Seu objetivo: Reúna e copie, sem alterações, todas as linhas dos registros abaixo que contêm a palavra "door".
-*-*-
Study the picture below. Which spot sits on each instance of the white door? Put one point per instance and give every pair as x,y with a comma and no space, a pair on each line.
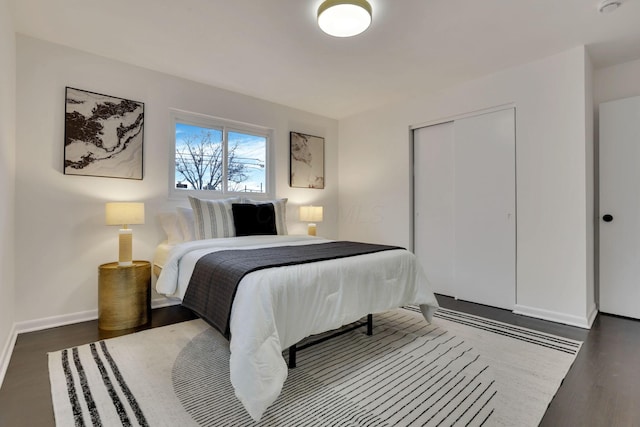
464,207
619,160
485,209
434,231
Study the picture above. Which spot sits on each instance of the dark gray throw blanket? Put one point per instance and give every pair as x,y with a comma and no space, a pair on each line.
215,278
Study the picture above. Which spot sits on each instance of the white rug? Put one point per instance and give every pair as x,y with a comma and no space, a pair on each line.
460,370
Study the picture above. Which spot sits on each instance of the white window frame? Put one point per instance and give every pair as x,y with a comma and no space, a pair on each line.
226,126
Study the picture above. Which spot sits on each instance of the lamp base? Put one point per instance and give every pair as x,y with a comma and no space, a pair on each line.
125,247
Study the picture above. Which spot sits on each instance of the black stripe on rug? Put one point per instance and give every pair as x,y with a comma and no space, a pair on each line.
521,334
71,390
117,403
524,331
123,386
86,390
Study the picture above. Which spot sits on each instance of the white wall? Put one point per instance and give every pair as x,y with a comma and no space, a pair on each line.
611,83
61,236
553,266
616,82
7,181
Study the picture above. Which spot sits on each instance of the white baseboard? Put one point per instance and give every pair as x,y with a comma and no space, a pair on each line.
7,350
554,316
55,321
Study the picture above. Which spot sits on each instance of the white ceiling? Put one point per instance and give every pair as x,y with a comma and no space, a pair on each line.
273,49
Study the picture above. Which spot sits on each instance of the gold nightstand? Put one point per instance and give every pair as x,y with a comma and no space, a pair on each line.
124,295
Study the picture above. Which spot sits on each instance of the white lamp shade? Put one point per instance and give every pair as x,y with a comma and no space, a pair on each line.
311,213
344,18
124,213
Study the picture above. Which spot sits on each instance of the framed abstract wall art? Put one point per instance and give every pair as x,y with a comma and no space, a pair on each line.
307,161
103,135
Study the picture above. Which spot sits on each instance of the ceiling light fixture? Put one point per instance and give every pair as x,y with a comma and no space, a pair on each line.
608,6
344,18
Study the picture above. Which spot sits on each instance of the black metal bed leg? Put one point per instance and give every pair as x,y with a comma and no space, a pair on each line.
292,356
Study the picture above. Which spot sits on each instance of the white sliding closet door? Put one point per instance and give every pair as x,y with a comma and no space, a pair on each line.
464,189
434,230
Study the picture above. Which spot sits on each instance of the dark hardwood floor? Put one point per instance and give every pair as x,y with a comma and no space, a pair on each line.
601,389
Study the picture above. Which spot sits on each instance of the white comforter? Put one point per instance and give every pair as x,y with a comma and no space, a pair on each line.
275,308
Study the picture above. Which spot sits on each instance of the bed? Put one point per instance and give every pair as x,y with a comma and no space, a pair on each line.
276,308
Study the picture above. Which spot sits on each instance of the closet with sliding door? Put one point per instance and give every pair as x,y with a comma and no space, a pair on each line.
464,203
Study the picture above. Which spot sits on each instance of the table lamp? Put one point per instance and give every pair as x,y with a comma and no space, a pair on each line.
311,214
124,214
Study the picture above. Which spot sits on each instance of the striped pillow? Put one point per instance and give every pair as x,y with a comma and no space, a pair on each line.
213,218
280,206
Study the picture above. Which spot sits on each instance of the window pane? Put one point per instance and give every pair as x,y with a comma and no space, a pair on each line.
247,159
198,158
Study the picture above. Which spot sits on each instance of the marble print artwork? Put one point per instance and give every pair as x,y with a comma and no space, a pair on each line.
103,135
307,161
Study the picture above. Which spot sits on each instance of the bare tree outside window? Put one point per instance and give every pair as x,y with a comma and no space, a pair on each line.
199,160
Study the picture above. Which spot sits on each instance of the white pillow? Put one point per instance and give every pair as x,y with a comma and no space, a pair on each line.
280,206
213,218
187,223
169,223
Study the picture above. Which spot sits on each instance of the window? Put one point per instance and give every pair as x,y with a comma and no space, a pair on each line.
215,156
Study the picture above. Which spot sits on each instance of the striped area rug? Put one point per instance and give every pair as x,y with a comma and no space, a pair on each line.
458,370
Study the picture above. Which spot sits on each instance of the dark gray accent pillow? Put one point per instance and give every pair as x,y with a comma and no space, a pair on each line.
254,219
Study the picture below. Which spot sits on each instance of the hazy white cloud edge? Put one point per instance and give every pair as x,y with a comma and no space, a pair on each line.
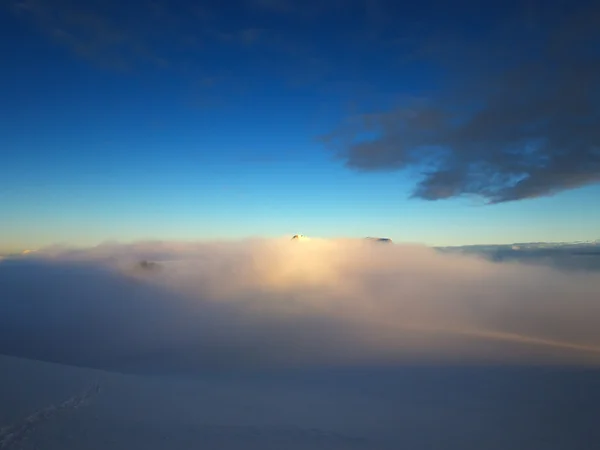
277,303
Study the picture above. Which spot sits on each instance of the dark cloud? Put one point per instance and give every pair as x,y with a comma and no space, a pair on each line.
518,117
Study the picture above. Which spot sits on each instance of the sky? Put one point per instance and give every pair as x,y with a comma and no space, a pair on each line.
443,123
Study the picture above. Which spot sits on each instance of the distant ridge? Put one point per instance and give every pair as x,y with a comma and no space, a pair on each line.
382,240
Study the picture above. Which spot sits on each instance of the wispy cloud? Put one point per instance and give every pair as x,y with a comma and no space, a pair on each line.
279,303
517,121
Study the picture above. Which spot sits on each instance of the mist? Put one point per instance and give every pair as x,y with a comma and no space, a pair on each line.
272,303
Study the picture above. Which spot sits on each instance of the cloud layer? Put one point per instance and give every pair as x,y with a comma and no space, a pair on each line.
278,303
516,118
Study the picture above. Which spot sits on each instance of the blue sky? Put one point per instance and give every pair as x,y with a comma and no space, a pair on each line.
195,120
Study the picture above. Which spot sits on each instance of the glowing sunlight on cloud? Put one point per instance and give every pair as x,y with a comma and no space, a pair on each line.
275,302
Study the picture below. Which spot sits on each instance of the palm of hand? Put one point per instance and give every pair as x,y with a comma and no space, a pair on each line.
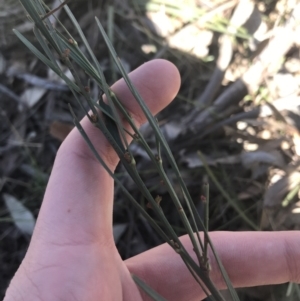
-*-*-
Resposta correta:
Study the picture below. Which spot sits on each instance of the white door? Put one point per instance and give every pair as x,y with a comma and no space, a pair on each line.
Study the picture above. Which spot sits on each instance of the white sliding closet door? Put one point per instance and give every pair as x,y with a comma and no space, a pair on each line.
Study the picture above. Which spot sits on each instance of the closet with sliding door? Put one point per instance and give every pair as x,y with a comma and no space, a pair on each line.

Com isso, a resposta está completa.